# DIRECTION
Copy out all the entries word for word.

# RECORD LIST
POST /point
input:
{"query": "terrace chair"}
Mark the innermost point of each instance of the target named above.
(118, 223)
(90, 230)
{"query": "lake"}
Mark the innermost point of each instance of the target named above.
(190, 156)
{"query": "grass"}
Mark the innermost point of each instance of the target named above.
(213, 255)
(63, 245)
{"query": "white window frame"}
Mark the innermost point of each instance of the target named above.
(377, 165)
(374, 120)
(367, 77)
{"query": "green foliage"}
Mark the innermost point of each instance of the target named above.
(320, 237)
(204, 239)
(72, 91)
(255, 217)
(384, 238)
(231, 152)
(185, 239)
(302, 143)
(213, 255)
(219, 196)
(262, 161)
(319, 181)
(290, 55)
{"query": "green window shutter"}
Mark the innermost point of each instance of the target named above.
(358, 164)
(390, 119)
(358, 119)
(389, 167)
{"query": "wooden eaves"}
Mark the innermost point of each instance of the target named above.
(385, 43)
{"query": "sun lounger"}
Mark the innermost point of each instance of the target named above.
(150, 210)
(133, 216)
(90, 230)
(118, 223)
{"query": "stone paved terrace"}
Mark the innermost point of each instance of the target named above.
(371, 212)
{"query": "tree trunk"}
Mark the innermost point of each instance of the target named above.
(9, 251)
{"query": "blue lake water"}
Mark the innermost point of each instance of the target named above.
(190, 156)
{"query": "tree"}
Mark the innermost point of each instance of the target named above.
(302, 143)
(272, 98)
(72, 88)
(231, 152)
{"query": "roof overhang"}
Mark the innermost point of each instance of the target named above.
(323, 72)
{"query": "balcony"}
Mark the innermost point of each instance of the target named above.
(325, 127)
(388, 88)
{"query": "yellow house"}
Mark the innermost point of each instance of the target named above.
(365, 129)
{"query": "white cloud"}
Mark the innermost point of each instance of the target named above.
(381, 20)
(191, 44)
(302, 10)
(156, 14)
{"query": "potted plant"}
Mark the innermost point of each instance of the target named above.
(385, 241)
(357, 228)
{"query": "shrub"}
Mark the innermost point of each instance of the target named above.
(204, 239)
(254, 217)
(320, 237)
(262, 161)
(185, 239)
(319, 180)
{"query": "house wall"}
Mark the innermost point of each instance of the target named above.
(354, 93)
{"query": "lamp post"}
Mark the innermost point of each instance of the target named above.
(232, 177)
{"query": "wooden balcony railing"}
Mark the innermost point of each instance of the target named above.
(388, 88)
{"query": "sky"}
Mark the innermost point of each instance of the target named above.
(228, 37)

# EXERCISE ANSWER
POST /point
input:
{"query": "terrace chair"}
Mark the innermost point of each instance of the target named above.
(118, 223)
(90, 230)
{"query": "lake"}
Mark the innermost point of each instance of the target named above.
(190, 156)
{"query": "grass"}
Mark the innermost point of each instance of the target named above.
(213, 255)
(63, 245)
{"query": "white window frame"}
Mark the innermost point of each instance of the target named above.
(377, 165)
(374, 120)
(367, 77)
{"query": "green foliage"}
Mark the innermost point of each instance of the target named above.
(320, 237)
(204, 239)
(72, 91)
(255, 217)
(384, 238)
(231, 152)
(185, 239)
(302, 143)
(213, 255)
(219, 196)
(262, 161)
(319, 181)
(290, 55)
{"query": "green window shutter"}
Mark the innermost point of each instance of the target named above.
(358, 164)
(390, 119)
(358, 119)
(389, 167)
{"query": "wooden eaves"}
Mark the innermost point of each instance of the target named above.
(385, 43)
{"query": "sun lounger"}
Mark the innermost point of each instance of the target named above.
(150, 210)
(133, 216)
(90, 230)
(118, 223)
{"query": "stone paved terrace"}
Mark the innermost point of each instance of the target named above.
(371, 212)
{"query": "tree trunk"}
Mark the innermost point of each instance of the target named above.
(9, 251)
{"query": "blue lake water"}
Mark the innermost point of each instance of the target named above.
(190, 156)
{"query": "tree"}
Mark the innermost point of each instance of the target named above.
(302, 143)
(272, 98)
(72, 88)
(231, 152)
{"query": "roof overhang"}
Mark the innermost point of each instance of the target named above.
(323, 72)
{"query": "balcony"}
Mark the innermost point of each instance of the target named above.
(325, 127)
(388, 88)
{"query": "yellow house"}
Mark the innermost point of each instance of the target named above.
(365, 129)
{"query": "white cloud"}
Mark the innermost point of each instance of the target named above.
(381, 20)
(191, 44)
(302, 10)
(156, 14)
{"query": "potted plant"}
Mark the innermost point of each instance of the target named above.
(385, 241)
(357, 228)
{"query": "shrub"}
Mark the innermost point of each instance of the target named above.
(204, 239)
(254, 217)
(320, 237)
(262, 161)
(185, 239)
(319, 180)
{"query": "house wall"}
Mark the innermost point of each instance of the target named above.
(354, 93)
{"query": "lamp post"}
Mark the innermost point of each instance of the target named above.
(232, 177)
{"query": "wooden balcony railing"}
Mark the innermost point of each instance of the target named above.
(388, 88)
{"query": "sky"}
Mark the innermost point of each instance of the target named above.
(228, 37)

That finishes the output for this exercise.